With the material below, print exactly the lines between the line holding "Where can the blurred person" and the line holding "Target: person's head", inclusive. Add nothing else.

· · · · · · ·

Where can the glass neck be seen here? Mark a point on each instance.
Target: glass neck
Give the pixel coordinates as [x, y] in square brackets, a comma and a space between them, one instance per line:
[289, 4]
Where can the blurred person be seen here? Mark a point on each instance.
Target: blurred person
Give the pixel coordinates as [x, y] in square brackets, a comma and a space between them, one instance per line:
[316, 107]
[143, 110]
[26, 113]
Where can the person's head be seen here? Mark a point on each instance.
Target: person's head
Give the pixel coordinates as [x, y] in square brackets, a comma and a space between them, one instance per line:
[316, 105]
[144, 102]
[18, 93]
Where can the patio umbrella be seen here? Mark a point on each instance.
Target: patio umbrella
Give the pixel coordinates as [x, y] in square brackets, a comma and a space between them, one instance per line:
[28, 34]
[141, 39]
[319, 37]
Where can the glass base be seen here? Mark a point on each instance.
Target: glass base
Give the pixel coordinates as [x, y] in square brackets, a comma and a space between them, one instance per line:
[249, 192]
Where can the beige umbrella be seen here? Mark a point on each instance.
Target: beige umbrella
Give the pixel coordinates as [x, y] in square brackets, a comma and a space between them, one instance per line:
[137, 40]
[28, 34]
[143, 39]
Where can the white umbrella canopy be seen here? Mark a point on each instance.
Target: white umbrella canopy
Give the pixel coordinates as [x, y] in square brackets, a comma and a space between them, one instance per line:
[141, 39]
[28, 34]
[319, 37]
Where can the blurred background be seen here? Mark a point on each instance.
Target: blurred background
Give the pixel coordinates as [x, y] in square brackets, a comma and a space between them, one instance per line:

· · · · · · ·

*Task solution*:
Where can the blurred person be seen here? Mark a point on each instance.
Target: blurred person
Give the pixel coordinates as [x, y] in square brackets, a comma and a space between them, one instance per line:
[316, 107]
[143, 110]
[26, 113]
Where can the person's head be seen here? Mark a point on each instance.
Target: person's head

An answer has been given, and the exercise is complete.